» **Supplied material**:
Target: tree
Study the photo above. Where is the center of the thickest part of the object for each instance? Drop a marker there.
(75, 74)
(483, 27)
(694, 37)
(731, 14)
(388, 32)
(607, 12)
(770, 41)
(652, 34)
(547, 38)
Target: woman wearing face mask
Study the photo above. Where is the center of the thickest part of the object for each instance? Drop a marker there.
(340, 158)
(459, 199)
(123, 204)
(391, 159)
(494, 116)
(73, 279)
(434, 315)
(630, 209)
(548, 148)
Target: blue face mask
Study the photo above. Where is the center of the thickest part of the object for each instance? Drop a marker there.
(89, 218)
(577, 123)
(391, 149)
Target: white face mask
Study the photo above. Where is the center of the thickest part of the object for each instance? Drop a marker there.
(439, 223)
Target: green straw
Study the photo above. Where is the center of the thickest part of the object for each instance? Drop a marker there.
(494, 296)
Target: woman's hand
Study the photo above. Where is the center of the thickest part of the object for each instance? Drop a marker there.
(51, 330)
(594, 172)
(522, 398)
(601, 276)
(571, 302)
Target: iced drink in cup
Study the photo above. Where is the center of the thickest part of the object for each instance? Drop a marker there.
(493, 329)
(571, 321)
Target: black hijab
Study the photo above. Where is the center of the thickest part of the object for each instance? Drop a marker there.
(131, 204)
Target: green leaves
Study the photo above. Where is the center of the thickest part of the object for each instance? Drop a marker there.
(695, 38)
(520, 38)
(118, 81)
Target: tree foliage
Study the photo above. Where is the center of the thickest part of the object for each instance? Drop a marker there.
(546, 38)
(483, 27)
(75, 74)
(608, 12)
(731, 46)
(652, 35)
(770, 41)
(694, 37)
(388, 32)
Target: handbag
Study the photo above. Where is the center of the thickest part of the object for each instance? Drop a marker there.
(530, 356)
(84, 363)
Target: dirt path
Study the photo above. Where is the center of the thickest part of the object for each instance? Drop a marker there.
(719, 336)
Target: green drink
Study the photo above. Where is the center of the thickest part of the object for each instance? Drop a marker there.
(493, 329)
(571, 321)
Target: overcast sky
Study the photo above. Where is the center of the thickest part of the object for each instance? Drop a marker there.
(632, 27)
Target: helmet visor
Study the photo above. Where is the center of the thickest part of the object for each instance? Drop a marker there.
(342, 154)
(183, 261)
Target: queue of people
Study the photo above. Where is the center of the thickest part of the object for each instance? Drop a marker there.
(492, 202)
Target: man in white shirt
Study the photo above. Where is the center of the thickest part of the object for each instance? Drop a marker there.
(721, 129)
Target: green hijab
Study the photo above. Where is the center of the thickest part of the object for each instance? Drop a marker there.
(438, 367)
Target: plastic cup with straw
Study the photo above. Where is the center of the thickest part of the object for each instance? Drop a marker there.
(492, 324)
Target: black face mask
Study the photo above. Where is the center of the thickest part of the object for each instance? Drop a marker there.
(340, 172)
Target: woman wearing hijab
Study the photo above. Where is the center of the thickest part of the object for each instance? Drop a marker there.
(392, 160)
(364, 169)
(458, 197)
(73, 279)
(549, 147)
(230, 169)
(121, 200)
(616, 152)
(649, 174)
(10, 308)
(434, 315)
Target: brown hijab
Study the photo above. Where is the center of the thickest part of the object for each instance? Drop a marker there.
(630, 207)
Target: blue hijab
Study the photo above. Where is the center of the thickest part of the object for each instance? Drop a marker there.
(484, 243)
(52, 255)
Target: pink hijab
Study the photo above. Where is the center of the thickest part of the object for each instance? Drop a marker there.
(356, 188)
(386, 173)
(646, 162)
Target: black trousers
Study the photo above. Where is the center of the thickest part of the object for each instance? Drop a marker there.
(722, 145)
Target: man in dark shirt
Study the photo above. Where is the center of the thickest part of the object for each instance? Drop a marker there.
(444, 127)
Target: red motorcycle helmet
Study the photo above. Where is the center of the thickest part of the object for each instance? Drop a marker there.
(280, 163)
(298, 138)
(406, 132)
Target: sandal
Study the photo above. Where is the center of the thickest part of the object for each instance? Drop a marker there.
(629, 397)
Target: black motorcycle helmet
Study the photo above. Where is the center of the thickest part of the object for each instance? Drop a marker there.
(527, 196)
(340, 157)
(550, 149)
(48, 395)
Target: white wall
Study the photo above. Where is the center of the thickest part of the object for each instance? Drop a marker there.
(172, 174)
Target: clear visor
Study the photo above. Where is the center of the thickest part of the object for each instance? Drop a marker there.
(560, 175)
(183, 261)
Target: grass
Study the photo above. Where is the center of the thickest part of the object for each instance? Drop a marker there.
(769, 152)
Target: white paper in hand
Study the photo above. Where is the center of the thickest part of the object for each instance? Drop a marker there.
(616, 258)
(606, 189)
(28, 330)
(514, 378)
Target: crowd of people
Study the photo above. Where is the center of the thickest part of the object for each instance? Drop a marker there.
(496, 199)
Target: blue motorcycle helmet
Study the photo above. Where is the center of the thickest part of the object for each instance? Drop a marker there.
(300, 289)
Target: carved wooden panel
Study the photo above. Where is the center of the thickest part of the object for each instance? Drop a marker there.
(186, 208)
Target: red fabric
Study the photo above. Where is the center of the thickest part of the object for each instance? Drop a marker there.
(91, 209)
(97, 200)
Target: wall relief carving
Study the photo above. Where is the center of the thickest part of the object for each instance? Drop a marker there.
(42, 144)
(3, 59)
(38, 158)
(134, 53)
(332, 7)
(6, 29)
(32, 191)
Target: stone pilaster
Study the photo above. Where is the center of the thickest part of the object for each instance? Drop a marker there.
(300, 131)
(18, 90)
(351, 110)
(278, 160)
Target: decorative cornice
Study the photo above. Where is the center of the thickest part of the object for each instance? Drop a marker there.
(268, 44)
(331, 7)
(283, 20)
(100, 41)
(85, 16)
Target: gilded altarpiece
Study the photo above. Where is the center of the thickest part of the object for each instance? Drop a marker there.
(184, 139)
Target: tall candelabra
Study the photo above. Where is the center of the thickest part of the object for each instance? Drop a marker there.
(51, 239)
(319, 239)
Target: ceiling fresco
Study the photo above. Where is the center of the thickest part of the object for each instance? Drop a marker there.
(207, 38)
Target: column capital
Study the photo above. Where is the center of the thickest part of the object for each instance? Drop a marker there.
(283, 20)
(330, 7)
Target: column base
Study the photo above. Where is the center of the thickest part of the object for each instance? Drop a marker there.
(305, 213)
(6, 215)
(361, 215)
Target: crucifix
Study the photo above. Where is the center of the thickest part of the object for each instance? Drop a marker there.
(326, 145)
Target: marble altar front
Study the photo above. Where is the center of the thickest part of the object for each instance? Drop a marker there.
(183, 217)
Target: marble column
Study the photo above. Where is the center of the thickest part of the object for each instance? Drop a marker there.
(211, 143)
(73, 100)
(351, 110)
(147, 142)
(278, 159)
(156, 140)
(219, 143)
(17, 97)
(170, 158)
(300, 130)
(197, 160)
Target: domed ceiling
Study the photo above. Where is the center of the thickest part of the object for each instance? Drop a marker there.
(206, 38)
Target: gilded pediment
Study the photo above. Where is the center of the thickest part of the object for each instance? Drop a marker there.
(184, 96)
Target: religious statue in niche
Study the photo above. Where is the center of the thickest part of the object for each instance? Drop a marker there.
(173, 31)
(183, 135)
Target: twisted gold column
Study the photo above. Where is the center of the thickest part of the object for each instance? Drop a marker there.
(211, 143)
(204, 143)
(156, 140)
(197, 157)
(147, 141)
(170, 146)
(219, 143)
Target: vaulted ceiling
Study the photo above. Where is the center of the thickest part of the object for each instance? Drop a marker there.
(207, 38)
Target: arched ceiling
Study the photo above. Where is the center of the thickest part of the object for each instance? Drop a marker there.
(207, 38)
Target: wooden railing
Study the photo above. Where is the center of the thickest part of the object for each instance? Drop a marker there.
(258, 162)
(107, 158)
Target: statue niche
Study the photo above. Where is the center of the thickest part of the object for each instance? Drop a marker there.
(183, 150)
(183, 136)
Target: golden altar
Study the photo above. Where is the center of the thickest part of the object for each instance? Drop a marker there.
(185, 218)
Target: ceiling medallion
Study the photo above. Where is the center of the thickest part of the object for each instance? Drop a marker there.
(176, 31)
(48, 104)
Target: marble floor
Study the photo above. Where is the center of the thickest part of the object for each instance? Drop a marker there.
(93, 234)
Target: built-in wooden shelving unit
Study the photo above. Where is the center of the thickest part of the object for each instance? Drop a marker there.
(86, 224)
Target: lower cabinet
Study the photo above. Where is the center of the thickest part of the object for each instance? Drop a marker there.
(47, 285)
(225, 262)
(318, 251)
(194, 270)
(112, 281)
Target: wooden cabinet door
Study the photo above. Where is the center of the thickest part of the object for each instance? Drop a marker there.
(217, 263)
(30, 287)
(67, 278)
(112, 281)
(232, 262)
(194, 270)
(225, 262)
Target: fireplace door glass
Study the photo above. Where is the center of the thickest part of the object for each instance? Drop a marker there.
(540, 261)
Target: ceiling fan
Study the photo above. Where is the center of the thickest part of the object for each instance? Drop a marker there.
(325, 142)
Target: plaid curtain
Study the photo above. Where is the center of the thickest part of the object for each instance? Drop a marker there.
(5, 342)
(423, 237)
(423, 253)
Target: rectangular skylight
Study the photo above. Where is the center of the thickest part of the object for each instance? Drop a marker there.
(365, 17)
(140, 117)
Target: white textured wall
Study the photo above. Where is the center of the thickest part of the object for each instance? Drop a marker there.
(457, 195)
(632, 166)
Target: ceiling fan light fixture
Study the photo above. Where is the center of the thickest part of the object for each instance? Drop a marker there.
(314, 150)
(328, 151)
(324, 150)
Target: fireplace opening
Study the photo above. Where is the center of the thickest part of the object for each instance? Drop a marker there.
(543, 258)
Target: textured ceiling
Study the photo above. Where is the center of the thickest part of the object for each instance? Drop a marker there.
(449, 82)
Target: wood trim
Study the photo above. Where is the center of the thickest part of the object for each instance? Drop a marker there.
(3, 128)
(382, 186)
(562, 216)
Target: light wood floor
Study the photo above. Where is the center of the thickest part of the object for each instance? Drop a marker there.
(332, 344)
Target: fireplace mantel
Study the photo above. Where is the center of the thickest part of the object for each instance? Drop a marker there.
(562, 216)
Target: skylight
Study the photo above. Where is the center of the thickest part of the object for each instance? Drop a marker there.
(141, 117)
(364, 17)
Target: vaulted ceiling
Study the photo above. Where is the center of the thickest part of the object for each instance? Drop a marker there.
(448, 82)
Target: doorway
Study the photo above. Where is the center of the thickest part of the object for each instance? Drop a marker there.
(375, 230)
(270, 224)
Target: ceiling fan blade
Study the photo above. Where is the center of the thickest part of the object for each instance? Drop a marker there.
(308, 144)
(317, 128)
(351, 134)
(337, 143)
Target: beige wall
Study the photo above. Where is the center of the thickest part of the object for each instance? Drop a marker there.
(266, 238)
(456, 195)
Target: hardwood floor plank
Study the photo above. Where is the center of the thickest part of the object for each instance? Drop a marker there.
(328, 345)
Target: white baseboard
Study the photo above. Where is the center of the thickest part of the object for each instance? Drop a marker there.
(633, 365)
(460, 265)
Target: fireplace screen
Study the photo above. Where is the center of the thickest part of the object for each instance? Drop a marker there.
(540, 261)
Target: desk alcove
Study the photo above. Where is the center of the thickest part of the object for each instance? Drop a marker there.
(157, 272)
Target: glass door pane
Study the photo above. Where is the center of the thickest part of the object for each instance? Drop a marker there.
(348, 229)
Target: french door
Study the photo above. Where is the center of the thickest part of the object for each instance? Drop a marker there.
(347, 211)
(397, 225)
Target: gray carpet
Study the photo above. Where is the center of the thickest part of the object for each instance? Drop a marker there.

» **How to complete this task**:
Looking through the records, copy out every line in which the word "mask" is found.

» **Exercise output**:
Target: woman wearing face mask
Target: blue face mask
Target: white face mask
Target: black face mask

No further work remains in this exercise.